What this task involves:
Reproduce the rows verbatim, starting at the row that contains "Could you please locate the driver" and ending at the final row.

--- start ---

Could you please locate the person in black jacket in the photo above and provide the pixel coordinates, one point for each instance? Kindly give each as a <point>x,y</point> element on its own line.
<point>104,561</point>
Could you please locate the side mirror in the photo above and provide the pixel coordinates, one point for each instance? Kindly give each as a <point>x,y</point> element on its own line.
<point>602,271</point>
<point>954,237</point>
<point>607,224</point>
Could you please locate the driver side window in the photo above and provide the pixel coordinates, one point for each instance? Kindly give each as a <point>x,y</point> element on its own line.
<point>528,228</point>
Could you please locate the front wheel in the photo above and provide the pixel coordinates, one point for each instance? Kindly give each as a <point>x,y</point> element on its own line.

--- end ---

Result of this task:
Could you please locate the driver side window in the photo above and provide the pixel coordinates, one point for each instance? Kindly give each as a <point>x,y</point> element on its own line.
<point>528,228</point>
Could you please locate the front wheel in the photo above and provide the pixel coordinates, one point for each instance? Kindly give each as a <point>x,y</point> element on its own line.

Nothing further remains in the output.